(객체 탐지 데이터)
· · ·

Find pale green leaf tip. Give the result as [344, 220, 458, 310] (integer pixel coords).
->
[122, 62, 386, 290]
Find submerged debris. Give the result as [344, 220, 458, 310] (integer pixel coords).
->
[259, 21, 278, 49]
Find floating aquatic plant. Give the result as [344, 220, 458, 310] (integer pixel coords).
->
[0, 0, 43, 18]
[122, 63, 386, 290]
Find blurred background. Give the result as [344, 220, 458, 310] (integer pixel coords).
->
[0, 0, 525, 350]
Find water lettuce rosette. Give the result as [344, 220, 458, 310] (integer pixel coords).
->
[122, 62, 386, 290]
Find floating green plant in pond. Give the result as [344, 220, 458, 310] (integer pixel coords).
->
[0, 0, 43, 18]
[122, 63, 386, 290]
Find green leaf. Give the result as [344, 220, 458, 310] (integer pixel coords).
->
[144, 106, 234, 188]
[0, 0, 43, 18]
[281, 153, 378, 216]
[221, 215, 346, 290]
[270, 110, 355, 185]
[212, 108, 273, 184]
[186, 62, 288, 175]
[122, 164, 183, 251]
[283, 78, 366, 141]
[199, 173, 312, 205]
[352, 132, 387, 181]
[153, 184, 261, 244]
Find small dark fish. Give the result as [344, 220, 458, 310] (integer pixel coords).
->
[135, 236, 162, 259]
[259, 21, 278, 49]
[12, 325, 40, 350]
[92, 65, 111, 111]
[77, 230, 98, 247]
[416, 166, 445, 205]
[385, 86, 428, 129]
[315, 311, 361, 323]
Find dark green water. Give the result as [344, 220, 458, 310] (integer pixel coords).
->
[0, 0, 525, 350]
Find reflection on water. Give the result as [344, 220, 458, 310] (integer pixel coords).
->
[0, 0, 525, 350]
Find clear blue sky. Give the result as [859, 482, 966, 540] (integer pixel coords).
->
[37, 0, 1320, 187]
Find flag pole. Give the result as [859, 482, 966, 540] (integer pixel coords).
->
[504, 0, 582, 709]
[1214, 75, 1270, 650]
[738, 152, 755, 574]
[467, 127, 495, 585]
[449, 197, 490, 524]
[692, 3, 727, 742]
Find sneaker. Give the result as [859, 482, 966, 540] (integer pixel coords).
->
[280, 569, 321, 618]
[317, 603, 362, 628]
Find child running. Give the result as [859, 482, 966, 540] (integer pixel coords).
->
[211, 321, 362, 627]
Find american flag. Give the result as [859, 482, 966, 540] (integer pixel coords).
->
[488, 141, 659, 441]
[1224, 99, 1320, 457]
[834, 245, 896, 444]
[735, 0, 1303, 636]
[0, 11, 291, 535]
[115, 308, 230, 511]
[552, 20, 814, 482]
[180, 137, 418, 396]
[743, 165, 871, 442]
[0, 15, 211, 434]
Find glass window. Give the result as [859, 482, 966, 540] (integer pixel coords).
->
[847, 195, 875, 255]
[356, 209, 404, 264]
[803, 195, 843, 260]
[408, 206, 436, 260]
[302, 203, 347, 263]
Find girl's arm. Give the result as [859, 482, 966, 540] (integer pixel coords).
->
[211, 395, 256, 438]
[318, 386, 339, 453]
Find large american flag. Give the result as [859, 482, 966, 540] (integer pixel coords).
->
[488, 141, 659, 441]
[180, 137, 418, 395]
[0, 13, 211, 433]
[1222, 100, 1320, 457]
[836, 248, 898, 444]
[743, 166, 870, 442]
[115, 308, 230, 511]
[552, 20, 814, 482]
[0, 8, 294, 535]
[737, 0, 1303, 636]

· · ·

서술형 문제 => 위 항목 전체를 수정하되, "Find" 부분마다 "Locate" 표현으로 교체하시오. 그 밖의 내용은 바꾸지 마시오.

정답 출력 =>
Locate pale green leaf tip. Give the result as [344, 220, 458, 310] (integer pixel coords).
->
[122, 62, 386, 290]
Locate submerged debris. Give the result as [344, 220, 458, 310] (integer pixel coords).
->
[259, 21, 278, 49]
Locate floating aquatic plant. Give the result as [344, 220, 458, 310] (integer pixel coords).
->
[0, 0, 43, 18]
[122, 63, 386, 290]
Locate blurred background. Give the result as [344, 220, 458, 310] (integer pixel coords).
->
[0, 0, 525, 350]
Locate water lettuce rosette. Give the result as [344, 220, 458, 310] (integer pixel coords).
->
[122, 62, 386, 290]
Locate floating green plant in pond. Give the result as [344, 220, 458, 310] (integer pixel coords).
->
[0, 0, 43, 18]
[122, 63, 386, 290]
Locate green leaf. Give the result as [344, 220, 458, 310] (integer pixel coords).
->
[144, 106, 234, 188]
[0, 0, 43, 18]
[281, 153, 378, 216]
[221, 215, 346, 290]
[270, 110, 355, 185]
[212, 108, 273, 184]
[186, 62, 288, 175]
[122, 164, 183, 251]
[283, 78, 366, 141]
[199, 173, 312, 205]
[352, 132, 387, 181]
[153, 184, 261, 244]
Locate small dark fish. Give the result as [344, 220, 458, 310] (integer pixel coords).
->
[135, 236, 162, 259]
[259, 21, 278, 49]
[12, 325, 40, 350]
[92, 65, 111, 111]
[77, 230, 98, 247]
[416, 166, 445, 205]
[385, 86, 428, 129]
[315, 311, 361, 323]
Locate dark green water. Give the result as [344, 220, 458, 310] (integer pixel coords).
->
[0, 0, 525, 350]
Locate reflection on water. Give the result as [344, 220, 458, 310] (integer pixel coords).
->
[0, 0, 525, 350]
Locate clear blue sky. Give the result as [859, 482, 966, 540] (integer pixel coords).
->
[37, 0, 1320, 187]
Locate flag pole. Give the result as [859, 482, 966, 540] (integer pixel coords).
->
[504, 0, 582, 709]
[1214, 75, 1270, 650]
[738, 152, 755, 574]
[467, 127, 495, 585]
[449, 197, 490, 524]
[692, 3, 727, 742]
Locate sneaker. Give the result as [859, 482, 966, 540] (integer pixel coords).
->
[280, 569, 321, 618]
[317, 603, 362, 628]
Locate child running. Give the result as [859, 482, 966, 540] (integer pixel coords).
->
[211, 321, 362, 627]
Locate american flag. Give the result as [859, 482, 966, 540] (integer pixel coords).
->
[488, 141, 659, 441]
[1224, 99, 1320, 457]
[834, 245, 896, 444]
[735, 0, 1303, 636]
[0, 11, 291, 535]
[115, 308, 230, 511]
[552, 20, 814, 482]
[180, 137, 418, 396]
[743, 165, 871, 442]
[0, 15, 211, 434]
Locate glass window. Give the result as [859, 482, 966, 540] (integer pixel coords).
->
[847, 195, 875, 255]
[356, 209, 404, 264]
[803, 195, 843, 260]
[408, 206, 436, 260]
[302, 203, 347, 263]
Locate girl's arm. Give the result as [859, 482, 966, 540] (integer pixel coords).
->
[211, 395, 256, 438]
[318, 386, 339, 453]
Locate large american flag. Give the result as [859, 482, 966, 540] (integer pixel coords).
->
[488, 141, 659, 441]
[180, 137, 418, 395]
[0, 13, 211, 433]
[1222, 100, 1320, 457]
[836, 248, 898, 444]
[743, 166, 870, 442]
[115, 308, 230, 511]
[552, 20, 814, 482]
[0, 8, 294, 535]
[737, 0, 1303, 636]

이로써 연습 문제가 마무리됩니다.